TASK DIRECTIONS: Return every entry exactly as written.

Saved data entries
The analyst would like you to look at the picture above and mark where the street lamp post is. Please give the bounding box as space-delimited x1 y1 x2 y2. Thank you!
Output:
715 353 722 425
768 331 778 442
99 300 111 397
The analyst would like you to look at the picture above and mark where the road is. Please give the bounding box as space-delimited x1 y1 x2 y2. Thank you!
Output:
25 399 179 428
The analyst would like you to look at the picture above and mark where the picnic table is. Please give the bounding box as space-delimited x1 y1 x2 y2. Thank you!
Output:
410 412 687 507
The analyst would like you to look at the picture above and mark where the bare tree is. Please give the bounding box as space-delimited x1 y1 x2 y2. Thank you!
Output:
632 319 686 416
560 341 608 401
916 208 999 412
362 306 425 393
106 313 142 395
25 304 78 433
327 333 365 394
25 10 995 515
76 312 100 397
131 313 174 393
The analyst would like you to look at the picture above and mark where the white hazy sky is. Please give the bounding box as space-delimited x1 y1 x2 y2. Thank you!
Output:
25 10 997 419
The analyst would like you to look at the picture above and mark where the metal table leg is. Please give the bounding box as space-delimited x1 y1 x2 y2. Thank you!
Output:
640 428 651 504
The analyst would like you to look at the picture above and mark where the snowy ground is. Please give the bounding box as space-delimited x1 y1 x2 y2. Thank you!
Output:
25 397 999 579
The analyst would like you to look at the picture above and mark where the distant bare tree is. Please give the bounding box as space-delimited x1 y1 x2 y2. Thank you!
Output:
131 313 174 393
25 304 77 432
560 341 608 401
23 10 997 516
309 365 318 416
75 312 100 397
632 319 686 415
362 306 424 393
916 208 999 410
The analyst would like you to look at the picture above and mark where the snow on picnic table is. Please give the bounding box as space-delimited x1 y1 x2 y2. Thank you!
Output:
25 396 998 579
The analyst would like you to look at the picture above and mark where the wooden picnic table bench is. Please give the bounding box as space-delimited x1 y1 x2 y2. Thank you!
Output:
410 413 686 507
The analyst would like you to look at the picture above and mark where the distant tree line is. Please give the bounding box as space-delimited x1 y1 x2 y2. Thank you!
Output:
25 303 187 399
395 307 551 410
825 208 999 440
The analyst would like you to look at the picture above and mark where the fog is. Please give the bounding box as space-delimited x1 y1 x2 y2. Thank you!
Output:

FULL OUTPUT:
The analyst would like you to look at the picture above and mark where the street lamp post is. Please give the bounding box as space-delimited x1 y1 x2 y2. Thank you!
Output:
715 353 722 425
768 331 778 442
99 300 111 397
The analyst would like you to look at the picture above and mark where the road is. Please give the bounding box as space-delimited x1 y1 x2 y2. Thank you!
Output:
25 399 179 428
The analyst would like you to look at the picture above and mark where the picnic table is. Please give the bounding box as space-delimited x1 y1 x2 y2. Thank you!
Output:
410 412 687 507
The analyst would like you to look at the picture above and mark where the bare tree is. Please give the bounding box as space-delimited x1 y1 x2 y2. Thank you!
Output:
632 319 686 416
560 341 608 401
916 208 999 412
362 306 425 393
106 313 142 395
25 304 78 433
327 333 365 394
25 10 995 515
76 312 100 397
131 313 174 393
The analyst would like you to look at the picture above and mark where the white hazy sky is. Please give the bounding box as space-delimited x1 y1 x2 y2. Thank you!
Output:
25 10 997 419
The analyst would like you to look at the picture above and mark where the metal table leg is. Please give the bounding box as space-delimited x1 y1 x2 y2. Thank you!
Output:
640 428 651 504
The analyst would like you to look at the picture above and mark where the snowy ground is. Please give the bounding box as space-delimited x1 y1 x2 y2. Thank you!
Output:
25 397 999 579
The analyst would like you to look at the picture above and mark where the distant bare tree is. Please give the bounding box as space-delimited x1 y1 x2 y2. Thank you!
Output:
131 313 174 393
25 304 77 432
560 341 608 401
23 10 997 516
309 365 318 416
75 312 100 397
632 319 686 415
362 306 424 393
916 208 999 410
The analyst would like you to look at the picture above and mark where the snow on picnic table is. Please give the bounding box as space-delimited x1 y1 x2 y2. Thank you!
Output:
25 396 998 579
The analyst would like you to look at the picture above and mark where the wooden picnic table bench is. Please give the bounding box as space-delimited x1 y1 x2 y2. Thank you!
Output:
410 413 686 507
The analyst would like you to look at the picture above and mark where the distant tree line is. Please give the bounding box as space-delimited x1 y1 x2 y2. Thank you!
Output:
25 303 187 399
395 307 551 410
825 208 999 440
The analyst would like you to look at the picture above and mark where the fog is. Please give the bounding box as space-delimited x1 y1 x2 y2. Thank you!
Output:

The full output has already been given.